TASK =
Locate each line in the listing below that contains the string "target" and copy those lines out. Only matches with the same capitalization count.

* BEGIN DATASET RECORDS *

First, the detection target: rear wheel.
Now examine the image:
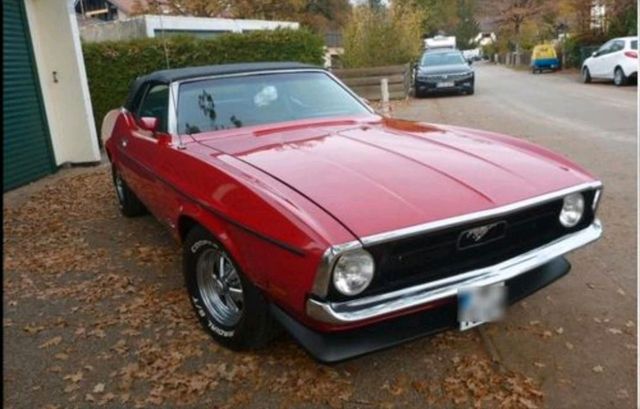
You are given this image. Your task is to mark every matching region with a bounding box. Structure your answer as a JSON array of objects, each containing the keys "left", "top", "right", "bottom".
[
  {"left": 183, "top": 226, "right": 275, "bottom": 350},
  {"left": 111, "top": 165, "right": 147, "bottom": 217},
  {"left": 582, "top": 67, "right": 591, "bottom": 84},
  {"left": 613, "top": 67, "right": 628, "bottom": 87}
]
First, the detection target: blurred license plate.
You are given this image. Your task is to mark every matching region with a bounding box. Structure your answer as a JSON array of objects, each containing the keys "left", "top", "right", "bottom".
[{"left": 458, "top": 283, "right": 507, "bottom": 331}]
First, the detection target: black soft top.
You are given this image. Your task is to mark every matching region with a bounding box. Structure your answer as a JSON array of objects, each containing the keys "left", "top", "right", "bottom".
[{"left": 125, "top": 62, "right": 320, "bottom": 110}]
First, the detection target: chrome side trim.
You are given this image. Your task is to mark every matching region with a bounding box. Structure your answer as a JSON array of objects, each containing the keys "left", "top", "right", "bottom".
[
  {"left": 360, "top": 181, "right": 602, "bottom": 246},
  {"left": 306, "top": 219, "right": 602, "bottom": 324},
  {"left": 311, "top": 181, "right": 602, "bottom": 298}
]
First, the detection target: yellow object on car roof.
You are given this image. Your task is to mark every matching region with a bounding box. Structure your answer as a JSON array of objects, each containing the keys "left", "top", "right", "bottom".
[{"left": 531, "top": 44, "right": 558, "bottom": 60}]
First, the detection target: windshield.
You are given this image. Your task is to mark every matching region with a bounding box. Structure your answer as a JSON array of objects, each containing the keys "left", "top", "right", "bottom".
[
  {"left": 420, "top": 51, "right": 466, "bottom": 65},
  {"left": 178, "top": 72, "right": 369, "bottom": 134}
]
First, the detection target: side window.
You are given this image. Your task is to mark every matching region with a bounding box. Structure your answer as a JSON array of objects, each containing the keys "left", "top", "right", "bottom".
[
  {"left": 598, "top": 41, "right": 613, "bottom": 55},
  {"left": 136, "top": 84, "right": 169, "bottom": 132},
  {"left": 611, "top": 40, "right": 624, "bottom": 53}
]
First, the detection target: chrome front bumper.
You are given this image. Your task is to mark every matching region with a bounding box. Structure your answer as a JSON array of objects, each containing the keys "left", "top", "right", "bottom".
[{"left": 306, "top": 219, "right": 602, "bottom": 324}]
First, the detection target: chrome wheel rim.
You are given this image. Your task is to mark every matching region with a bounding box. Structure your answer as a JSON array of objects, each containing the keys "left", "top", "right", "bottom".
[
  {"left": 115, "top": 173, "right": 124, "bottom": 203},
  {"left": 196, "top": 249, "right": 244, "bottom": 327}
]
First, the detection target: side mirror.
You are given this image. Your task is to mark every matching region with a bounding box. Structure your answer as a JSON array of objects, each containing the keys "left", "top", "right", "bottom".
[
  {"left": 155, "top": 132, "right": 173, "bottom": 146},
  {"left": 138, "top": 116, "right": 160, "bottom": 133}
]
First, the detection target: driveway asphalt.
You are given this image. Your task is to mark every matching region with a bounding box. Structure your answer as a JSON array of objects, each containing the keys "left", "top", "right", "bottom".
[
  {"left": 394, "top": 63, "right": 638, "bottom": 408},
  {"left": 3, "top": 64, "right": 637, "bottom": 409}
]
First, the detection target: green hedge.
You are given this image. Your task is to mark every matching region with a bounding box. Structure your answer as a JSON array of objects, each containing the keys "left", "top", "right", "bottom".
[{"left": 82, "top": 29, "right": 324, "bottom": 132}]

* END DATASET RECORDS *

EXERCISE SOLUTION =
First, the detection target: rear wheel.
First, the detection target: blurred license plate.
First, the detection target: black soft top.
First, the detection target: chrome side trim.
First, the detection target: yellow object on car roof.
First, the detection target: windshield.
First, the detection target: side window.
First, the detection target: chrome front bumper.
First, the detection target: chrome wheel rim.
First, the detection target: side mirror.
First, the detection target: driveway asphalt.
First, the detection target: green hedge.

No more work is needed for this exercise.